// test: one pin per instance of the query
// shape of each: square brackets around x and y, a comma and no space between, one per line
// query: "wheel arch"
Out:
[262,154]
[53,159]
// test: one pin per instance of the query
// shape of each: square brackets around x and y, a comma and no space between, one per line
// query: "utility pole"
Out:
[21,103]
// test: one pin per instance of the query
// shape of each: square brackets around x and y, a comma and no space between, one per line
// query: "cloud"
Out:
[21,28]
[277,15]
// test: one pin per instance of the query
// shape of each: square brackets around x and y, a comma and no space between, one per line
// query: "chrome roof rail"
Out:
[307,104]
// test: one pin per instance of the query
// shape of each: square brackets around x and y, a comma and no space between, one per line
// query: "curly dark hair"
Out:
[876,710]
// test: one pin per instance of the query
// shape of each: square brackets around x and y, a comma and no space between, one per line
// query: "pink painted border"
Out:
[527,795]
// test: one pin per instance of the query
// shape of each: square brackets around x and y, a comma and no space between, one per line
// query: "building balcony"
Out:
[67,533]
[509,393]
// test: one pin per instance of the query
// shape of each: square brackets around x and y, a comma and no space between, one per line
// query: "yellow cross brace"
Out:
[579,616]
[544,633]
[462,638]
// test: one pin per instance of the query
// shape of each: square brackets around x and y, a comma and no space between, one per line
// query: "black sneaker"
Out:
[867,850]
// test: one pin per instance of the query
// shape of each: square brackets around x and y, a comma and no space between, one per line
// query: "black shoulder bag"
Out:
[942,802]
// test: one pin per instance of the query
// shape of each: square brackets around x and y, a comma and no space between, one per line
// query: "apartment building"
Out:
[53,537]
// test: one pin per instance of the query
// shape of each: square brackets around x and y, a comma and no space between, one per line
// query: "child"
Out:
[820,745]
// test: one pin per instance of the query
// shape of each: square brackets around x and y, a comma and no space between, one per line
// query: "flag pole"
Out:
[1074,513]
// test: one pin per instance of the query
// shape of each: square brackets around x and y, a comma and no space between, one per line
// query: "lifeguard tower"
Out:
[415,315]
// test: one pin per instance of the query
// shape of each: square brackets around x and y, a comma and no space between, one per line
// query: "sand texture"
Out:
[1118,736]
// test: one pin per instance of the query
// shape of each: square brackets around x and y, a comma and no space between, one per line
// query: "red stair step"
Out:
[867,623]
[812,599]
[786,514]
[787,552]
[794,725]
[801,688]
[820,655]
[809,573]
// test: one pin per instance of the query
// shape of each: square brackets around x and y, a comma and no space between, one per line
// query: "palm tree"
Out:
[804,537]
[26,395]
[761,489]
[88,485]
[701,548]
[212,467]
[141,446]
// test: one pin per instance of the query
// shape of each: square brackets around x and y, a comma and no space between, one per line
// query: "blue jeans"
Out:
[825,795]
☆ ☆ ☆
## GOAL
Using the data above, output each line exactly.

## RESULT OF THIS EXERCISE
// test: one pin per instance of the query
// shape of each: square brackets around x and y, a comma and no space between, one per line
// query: "wheel arch"
Out:
[262,154]
[53,159]
// test: one pin per instance of the query
// shape of each: square brackets around x and y, a comma and no space between, one per line
// query: "utility pole"
Out:
[21,103]
// test: one pin per instance of the query
// shape of each: square brackets around x and y, a comma and no space between, one per line
// query: "cloud"
Out:
[21,28]
[277,15]
// test: one pin per instance of the query
// shape of each: square brackets around x and y, a comma and no space between, one per line
// query: "chrome roof rail"
Out:
[307,104]
// test: one pin per instance of the query
// shape of each: square brackets around x and y, a comma and no space between, one per line
// query: "curly dark hair"
Out:
[876,710]
// test: one pin per instance of the query
// shape of each: square brackets around x and y, a comma and no space between, one per line
// query: "pink painted border"
Out:
[527,795]
// test: one pin per instance of the query
// shape of each: square brackets around x and y, a comma and no space between, one per line
// query: "building balcony"
Out:
[67,533]
[509,393]
// test: one pin per instance of the query
// shape of each: square brackets around x and y, a comma and no space between, one per line
// query: "yellow cross brace"
Out:
[579,616]
[544,633]
[462,638]
// test: one pin per instance of the query
// shape of each: square brackets around x and y, a comma and no space between, one per line
// query: "black sneaker"
Out:
[867,850]
// test: one pin per instance of the query
// shape of each: square brackets around x and y, a comma and no space between, one per line
// query: "black shoulder bag"
Out:
[942,802]
// test: one pin per instance of the query
// shape of each: square brackets around x and y, a comma and no space between, one per line
// query: "apartment building"
Out:
[53,537]
// test: one pin per instance of the query
// shape of each: square brackets around x and y, a comma and no space between, one per line
// query: "child"
Out:
[820,745]
// test: one pin per instance of the query
// shape of each: square brackets around x and y, a comma and no space between, one per line
// query: "flag pole"
Out:
[1074,513]
// test: one pin per instance of the query
// shape of each: square brackets around x and y, a comma and no space between, one per line
// query: "lifeguard tower"
Out:
[415,315]
// test: one pin per instance of the query
// shape of each: square brackets around x and y, a comma and no space between, one per line
// query: "sand texture"
Out:
[1118,736]
// test: one pin per instance of the query
// shape of each: square brackets around x and y, a comma and no space between, one per line
// query: "red stair step"
Out:
[867,623]
[812,599]
[786,514]
[787,552]
[794,725]
[801,688]
[820,655]
[809,573]
// test: one pin per instance of the query
// shape of each: square brackets around x and y, a comma and no space between, one per line
// query: "palm tree"
Out:
[804,537]
[26,395]
[761,489]
[88,485]
[701,548]
[212,467]
[141,446]
// test: one pin per instance of the query
// shape of each: square brackets around x and y, a comma and no space between, one per line
// query: "blue jeans"
Out:
[825,795]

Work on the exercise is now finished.